Work to do:
Write out exactly the lines between the line containing "--target curved building facade" and the end of the records, counting both ends, and leave out all pictures.

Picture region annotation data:
==============================

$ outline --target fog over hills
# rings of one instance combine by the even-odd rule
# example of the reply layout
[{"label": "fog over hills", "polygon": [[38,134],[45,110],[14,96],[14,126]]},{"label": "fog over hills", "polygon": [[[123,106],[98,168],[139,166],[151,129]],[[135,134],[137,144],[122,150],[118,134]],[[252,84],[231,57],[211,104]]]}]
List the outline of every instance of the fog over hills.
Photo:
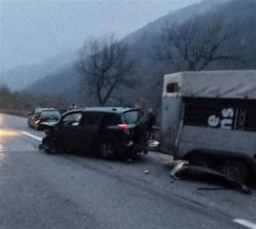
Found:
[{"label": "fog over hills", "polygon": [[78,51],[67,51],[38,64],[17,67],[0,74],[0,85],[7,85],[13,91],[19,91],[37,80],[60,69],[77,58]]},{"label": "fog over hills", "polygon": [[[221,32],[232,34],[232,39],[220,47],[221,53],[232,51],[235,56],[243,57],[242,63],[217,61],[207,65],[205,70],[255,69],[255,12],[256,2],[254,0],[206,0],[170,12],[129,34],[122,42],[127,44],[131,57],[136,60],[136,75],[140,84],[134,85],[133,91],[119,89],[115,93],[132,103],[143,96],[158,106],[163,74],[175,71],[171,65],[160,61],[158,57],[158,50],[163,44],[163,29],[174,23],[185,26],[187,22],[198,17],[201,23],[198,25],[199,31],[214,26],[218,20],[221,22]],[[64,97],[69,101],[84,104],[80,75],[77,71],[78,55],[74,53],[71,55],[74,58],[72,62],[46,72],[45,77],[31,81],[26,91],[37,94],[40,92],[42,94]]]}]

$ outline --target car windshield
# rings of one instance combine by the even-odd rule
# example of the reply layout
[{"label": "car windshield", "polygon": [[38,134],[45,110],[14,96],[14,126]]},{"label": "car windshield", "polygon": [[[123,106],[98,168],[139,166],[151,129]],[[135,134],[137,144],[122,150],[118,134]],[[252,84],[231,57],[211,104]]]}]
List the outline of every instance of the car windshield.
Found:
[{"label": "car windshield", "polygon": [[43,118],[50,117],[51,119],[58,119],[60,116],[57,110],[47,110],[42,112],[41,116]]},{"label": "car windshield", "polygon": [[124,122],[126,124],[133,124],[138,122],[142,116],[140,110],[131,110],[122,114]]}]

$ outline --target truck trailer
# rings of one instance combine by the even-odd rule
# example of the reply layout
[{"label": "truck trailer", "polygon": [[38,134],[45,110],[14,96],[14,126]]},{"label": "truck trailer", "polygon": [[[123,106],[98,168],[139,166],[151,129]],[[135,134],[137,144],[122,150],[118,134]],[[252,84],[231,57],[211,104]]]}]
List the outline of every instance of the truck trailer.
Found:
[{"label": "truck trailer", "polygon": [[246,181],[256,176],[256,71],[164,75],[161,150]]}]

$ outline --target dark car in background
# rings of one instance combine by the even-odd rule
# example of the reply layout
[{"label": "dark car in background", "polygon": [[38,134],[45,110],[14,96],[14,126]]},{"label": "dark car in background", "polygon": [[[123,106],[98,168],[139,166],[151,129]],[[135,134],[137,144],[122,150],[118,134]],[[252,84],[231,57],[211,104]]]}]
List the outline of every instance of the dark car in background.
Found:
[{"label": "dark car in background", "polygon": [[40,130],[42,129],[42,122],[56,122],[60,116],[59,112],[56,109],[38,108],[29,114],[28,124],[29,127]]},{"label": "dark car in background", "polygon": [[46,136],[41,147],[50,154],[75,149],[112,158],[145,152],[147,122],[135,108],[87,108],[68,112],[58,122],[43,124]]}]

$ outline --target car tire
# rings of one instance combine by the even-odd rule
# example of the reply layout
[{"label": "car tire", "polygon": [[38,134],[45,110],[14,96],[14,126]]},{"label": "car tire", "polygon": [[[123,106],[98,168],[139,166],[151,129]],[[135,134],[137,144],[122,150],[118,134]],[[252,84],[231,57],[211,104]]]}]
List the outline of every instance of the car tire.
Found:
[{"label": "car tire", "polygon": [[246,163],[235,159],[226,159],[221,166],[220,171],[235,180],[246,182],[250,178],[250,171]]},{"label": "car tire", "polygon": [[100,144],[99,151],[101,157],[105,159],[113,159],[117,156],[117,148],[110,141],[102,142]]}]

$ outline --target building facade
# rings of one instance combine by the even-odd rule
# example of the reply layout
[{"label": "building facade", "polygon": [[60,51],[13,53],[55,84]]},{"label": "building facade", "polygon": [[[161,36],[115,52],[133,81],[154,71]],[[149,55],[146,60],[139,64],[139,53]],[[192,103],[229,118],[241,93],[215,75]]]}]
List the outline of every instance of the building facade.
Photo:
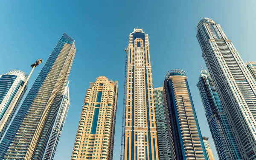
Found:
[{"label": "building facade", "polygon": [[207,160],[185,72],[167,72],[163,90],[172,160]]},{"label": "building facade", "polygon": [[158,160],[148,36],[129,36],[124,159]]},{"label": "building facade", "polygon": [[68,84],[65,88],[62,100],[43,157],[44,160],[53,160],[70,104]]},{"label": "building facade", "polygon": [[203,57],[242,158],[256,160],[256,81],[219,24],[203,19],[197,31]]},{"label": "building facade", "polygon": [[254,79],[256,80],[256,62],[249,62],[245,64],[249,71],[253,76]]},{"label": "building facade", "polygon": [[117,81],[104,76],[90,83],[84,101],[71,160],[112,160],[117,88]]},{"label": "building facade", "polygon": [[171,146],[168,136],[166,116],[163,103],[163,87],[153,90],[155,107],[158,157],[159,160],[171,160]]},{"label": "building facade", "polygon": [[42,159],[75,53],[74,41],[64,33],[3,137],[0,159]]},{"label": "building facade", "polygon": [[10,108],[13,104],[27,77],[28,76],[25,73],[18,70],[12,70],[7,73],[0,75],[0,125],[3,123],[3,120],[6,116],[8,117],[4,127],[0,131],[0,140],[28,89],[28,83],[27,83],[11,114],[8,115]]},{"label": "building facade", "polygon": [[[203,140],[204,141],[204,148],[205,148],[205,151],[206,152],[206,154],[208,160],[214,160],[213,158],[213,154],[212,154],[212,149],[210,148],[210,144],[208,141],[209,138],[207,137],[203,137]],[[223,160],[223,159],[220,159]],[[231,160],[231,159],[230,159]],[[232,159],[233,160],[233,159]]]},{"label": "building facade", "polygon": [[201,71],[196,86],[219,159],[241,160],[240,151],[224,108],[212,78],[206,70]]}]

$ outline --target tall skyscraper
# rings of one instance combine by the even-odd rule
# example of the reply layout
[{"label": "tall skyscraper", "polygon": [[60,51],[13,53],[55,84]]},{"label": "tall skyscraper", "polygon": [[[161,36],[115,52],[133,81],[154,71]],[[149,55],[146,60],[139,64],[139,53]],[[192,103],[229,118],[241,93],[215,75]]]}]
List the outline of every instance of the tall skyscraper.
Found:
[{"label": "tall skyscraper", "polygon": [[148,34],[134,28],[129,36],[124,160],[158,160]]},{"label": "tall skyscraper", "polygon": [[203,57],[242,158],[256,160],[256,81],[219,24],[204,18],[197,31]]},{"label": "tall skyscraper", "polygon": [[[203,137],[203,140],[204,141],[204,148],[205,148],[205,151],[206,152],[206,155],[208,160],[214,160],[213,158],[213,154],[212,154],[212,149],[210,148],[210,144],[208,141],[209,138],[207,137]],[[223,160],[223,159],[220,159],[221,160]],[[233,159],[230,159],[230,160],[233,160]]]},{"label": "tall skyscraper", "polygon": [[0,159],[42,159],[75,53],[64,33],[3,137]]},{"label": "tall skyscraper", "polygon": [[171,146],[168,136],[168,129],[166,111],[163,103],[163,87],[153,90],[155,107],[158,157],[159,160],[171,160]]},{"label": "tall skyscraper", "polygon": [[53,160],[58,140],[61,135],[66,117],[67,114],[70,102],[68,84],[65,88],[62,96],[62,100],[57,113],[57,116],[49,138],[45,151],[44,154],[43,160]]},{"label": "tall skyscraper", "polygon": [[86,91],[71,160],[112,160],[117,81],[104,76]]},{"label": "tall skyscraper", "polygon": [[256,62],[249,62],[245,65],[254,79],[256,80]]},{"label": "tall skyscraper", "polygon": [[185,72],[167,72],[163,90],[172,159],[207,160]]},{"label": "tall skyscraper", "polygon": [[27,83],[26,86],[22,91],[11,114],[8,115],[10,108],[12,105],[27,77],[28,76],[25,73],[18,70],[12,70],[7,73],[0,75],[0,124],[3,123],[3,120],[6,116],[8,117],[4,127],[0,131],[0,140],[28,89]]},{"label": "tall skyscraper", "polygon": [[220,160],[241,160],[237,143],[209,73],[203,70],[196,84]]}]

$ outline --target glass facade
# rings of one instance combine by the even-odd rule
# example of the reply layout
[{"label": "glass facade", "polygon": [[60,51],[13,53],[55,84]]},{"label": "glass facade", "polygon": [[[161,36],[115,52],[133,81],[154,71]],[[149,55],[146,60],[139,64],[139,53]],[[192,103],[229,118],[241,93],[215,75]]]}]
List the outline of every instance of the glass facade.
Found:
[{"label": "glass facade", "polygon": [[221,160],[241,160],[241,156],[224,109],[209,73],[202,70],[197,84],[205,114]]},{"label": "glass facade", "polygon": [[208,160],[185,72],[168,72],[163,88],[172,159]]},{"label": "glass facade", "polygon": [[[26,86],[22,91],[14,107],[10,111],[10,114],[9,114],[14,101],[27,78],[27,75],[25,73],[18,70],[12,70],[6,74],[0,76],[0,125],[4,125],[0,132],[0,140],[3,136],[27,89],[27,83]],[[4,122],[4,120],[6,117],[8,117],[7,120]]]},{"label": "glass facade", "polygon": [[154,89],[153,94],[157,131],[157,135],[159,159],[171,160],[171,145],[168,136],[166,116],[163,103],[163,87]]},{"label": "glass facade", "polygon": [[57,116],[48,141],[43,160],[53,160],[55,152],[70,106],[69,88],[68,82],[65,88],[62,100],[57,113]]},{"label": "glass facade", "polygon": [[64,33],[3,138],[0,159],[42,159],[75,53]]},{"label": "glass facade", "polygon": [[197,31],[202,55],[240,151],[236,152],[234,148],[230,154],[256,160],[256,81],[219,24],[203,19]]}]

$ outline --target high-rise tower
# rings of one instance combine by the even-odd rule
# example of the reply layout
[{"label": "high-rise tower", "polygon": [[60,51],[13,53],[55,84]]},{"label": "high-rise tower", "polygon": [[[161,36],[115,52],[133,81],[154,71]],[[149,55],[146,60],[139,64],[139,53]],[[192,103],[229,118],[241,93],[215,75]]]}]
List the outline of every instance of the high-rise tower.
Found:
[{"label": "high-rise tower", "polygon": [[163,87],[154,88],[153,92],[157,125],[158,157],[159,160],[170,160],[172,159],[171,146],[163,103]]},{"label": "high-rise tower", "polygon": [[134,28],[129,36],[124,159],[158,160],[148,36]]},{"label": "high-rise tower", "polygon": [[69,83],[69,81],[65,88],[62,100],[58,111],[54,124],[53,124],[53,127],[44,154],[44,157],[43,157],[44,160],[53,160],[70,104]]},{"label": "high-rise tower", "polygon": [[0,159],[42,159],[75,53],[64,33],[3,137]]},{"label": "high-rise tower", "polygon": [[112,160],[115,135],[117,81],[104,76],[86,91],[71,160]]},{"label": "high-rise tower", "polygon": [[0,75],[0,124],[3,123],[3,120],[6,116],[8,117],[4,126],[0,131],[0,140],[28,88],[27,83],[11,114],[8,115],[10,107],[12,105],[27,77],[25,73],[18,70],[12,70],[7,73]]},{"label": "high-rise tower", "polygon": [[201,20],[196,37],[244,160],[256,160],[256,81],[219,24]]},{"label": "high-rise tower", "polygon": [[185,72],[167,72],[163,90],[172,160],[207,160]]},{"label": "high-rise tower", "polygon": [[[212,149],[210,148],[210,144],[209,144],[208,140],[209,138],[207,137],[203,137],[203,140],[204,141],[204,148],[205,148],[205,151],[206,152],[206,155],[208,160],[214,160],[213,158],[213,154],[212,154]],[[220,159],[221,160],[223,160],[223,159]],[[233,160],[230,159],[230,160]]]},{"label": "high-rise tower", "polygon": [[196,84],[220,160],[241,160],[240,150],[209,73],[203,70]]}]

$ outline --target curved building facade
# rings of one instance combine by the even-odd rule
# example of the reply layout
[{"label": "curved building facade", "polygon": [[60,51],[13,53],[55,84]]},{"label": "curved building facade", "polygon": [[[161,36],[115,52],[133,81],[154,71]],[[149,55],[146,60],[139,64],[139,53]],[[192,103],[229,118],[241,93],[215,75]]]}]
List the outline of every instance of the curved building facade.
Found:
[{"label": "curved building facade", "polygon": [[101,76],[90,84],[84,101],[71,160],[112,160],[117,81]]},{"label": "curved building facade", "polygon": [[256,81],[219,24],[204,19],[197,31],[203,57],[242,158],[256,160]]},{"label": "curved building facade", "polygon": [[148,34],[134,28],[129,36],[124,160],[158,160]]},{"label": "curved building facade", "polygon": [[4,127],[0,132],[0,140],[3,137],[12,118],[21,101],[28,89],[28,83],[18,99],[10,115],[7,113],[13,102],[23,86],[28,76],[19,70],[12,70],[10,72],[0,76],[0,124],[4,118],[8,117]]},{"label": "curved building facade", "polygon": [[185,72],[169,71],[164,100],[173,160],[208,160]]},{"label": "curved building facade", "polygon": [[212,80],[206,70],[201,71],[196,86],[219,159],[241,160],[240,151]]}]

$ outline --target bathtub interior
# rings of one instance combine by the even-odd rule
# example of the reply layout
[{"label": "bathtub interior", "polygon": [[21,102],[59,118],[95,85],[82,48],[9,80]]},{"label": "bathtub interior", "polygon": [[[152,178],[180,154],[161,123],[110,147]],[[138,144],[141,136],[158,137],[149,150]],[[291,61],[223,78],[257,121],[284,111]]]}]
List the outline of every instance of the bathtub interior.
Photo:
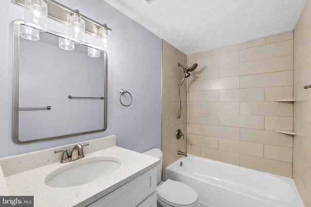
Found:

==============================

Problem solution:
$ outline --target curved building facade
# rings of one instance combine by the even-odd rule
# example of the reply layout
[{"label": "curved building facade", "polygon": [[60,51],[13,53],[55,84]]},{"label": "curved building facade", "polygon": [[[161,36],[115,52],[133,81],[154,71]],[[149,55],[146,60],[139,64],[139,53]],[[192,103],[229,118],[241,93],[215,75]]]}]
List the outline of every instance of the curved building facade.
Found:
[{"label": "curved building facade", "polygon": [[101,76],[90,84],[84,101],[71,160],[112,160],[117,81]]},{"label": "curved building facade", "polygon": [[256,81],[219,24],[204,19],[197,31],[203,57],[242,158],[256,160]]},{"label": "curved building facade", "polygon": [[148,34],[134,28],[129,36],[124,160],[158,160]]},{"label": "curved building facade", "polygon": [[4,127],[0,132],[0,140],[3,137],[12,118],[21,101],[28,89],[28,83],[18,99],[10,115],[7,113],[13,102],[23,86],[28,76],[19,70],[12,70],[10,72],[0,76],[0,124],[4,118],[8,117]]},{"label": "curved building facade", "polygon": [[185,72],[169,71],[164,100],[173,160],[208,160]]},{"label": "curved building facade", "polygon": [[212,80],[206,70],[201,71],[196,86],[219,159],[241,160],[240,151]]}]

$ outline --target bathtub interior
# rings of one instance combine by the even-odd rule
# example of the reply layout
[{"label": "bathtub interior", "polygon": [[21,102],[59,118],[95,85],[82,48],[9,80]]},{"label": "bathtub interior", "polygon": [[[152,178],[180,154],[161,123],[110,147]],[[138,144],[141,136],[158,137],[149,150]],[[291,61],[223,78],[257,121],[284,111]]]}]
List the outline of every instance of the bathtub interior.
Photo:
Found:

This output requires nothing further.